Having begun in a prep school at Harrow and been destined, I suppose, for the public school, my father declined, with the family fortune, upon a number of private establishments but finally was sent to Dulwich College. He used to tell me how it was founded in Elizabethan times by a wonderful actor called Alleyn. The name stuck in my memory. My grandmother had inherited a small Georgian house near Epping and there she coped vaguely with her turbulent sons and three docile daughters with whose French governess one of my great-uncles soon eloped. This was Uncle Julius, a ‘wag’ as his contemporaries would have said and an original: much admired by his nephews, especially by my father. His wife had a markedly Gallic disposition, according to her legend, and unfortunately went mad in later life and used to send flamboyant Christmas cards to my father addressed to H. E. Marsh Esq., General Manager, The Bank of New Zealand, New Zealand. This, as will appear, was a gross overstatement. My father, who had a deep and passionate love of field sports, used to poach with his Uncle Julius on the game preserves of his more richly possessed second cousin. I still have the airgun he bought for this purpose. It is made to resemble a walking-stick. Perhaps his propensity for firearms led him into joining the Volunteers who preceded the New Zealand Army. Before he married he had already received a commission from Queen Victoria in which he was referred to as her ‘trusty and well-beloved Henry Edmund’. He continued with his martial activities until the Volunteers dissolved into a less picturesque organization. I used to think he looked perfectly splendid in his uniform.

:: Task directions ::
Write the next part of the memoir passage about the narrator's father, picking up after its last sentence. The material after this text is not needed for anything here.

:: Data extract ::
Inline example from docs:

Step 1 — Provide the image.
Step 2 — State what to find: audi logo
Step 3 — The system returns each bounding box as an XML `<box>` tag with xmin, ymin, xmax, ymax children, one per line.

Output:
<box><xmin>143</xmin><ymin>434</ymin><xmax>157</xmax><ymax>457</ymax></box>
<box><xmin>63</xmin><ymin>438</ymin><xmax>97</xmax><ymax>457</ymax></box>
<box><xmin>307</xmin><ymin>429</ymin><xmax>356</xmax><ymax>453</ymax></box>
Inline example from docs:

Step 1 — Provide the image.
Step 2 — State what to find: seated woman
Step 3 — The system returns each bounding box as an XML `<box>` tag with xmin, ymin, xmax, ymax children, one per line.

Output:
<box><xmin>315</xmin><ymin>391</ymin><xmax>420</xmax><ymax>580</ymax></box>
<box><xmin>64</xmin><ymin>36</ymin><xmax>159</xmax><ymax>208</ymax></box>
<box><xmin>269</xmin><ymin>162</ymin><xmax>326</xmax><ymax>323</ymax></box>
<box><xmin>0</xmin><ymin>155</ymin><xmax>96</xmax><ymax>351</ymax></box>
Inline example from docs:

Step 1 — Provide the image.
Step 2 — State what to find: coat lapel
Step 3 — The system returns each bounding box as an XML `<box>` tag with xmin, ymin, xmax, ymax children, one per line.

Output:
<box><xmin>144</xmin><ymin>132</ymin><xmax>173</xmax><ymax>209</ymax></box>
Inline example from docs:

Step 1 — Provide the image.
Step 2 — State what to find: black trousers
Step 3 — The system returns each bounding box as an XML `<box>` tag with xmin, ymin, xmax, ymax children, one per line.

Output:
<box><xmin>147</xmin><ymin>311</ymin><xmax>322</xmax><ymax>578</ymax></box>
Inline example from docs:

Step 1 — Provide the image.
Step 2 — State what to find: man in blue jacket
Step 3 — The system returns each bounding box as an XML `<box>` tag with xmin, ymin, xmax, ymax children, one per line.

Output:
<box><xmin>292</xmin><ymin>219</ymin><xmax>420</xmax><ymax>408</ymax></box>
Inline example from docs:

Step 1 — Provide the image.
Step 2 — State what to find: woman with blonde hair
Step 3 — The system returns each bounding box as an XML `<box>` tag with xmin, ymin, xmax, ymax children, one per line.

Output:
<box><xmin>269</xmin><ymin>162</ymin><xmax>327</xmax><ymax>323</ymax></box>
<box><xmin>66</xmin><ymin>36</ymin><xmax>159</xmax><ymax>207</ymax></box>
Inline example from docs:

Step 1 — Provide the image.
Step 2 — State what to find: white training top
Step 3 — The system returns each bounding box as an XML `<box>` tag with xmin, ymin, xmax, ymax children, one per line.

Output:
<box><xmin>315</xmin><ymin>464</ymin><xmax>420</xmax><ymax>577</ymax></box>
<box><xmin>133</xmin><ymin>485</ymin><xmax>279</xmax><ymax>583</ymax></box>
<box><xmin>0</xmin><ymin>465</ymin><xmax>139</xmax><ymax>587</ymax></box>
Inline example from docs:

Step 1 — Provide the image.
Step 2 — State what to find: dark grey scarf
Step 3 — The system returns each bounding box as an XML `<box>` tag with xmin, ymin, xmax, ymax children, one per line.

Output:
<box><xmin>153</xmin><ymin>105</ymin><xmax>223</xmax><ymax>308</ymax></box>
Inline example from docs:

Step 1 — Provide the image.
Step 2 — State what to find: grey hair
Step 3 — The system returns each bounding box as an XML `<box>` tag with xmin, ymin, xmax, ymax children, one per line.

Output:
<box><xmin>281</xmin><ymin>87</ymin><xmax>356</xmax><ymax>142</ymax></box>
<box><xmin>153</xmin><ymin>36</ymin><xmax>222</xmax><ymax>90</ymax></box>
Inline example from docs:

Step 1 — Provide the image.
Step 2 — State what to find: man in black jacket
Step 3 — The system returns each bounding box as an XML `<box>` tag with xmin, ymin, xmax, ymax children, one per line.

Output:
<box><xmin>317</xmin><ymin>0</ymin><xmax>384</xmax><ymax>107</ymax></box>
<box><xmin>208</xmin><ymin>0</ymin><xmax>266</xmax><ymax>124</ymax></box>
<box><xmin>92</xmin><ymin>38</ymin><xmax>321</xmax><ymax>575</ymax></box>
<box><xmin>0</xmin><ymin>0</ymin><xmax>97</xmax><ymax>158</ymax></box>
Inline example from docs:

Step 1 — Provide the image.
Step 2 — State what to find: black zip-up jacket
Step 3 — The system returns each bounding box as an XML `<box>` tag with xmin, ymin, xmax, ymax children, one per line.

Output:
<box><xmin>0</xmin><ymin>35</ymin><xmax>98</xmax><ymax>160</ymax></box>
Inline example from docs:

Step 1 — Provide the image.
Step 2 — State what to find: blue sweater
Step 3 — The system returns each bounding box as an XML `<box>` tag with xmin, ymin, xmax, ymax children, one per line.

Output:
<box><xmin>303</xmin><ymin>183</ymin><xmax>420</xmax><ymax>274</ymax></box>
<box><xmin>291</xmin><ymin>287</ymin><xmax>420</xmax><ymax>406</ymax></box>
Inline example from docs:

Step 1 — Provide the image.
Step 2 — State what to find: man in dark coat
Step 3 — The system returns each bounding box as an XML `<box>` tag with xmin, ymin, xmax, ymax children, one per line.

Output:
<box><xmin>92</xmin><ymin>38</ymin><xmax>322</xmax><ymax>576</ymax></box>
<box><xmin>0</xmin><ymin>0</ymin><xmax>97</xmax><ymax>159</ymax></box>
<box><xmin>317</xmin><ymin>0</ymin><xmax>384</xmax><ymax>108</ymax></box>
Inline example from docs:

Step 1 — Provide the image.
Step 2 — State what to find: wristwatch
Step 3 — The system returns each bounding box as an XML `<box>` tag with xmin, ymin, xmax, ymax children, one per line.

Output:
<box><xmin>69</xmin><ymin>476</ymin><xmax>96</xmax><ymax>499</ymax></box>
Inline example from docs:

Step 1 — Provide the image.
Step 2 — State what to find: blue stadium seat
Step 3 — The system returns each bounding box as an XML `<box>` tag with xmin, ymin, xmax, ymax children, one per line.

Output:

:: Result of this task ::
The family is supposed to derive from the reprobate de Mariscos of Lundy. Whether this is really so or not, the legend is firmly implanted in all our bosoms. When, as a girl, I read of Geoffrey de Marisco who had the effrontery to stab a priest in the presence of the King, I asked myself if my father’s anticlerical bias was perhaps hereditary. By the reign of Charles II we are on firm historical ground for there is Richard Stephen Marsh, an Esquire of the Bedchamber, a direct forebear and almost the only really interesting character, apart from the de Mariscos, that the family has thrown up. He concerned himself with the trials and misfortunes of Fox, the Quaker, and actually persuaded the King so far out of his chronic lethargy as to intercede very mercifully between Fox and his savage persecutors. It is a curious and all too scantily documented affair. Apparently not only Esquire Marsh, as he is invariably called, but Charles himself responded to the extraordinary personality of this intractable Quaker. Although Marsh died an Anglican and an incumbent of the Tower (or should it be ‘Constable’) there seems to have been some sort of Foxian hangover because his descendants became Quakers and remained so until my great-great-grandfather married out of the Society of Friends and returned to the Church of England. My father was never rude about the Society of Friends.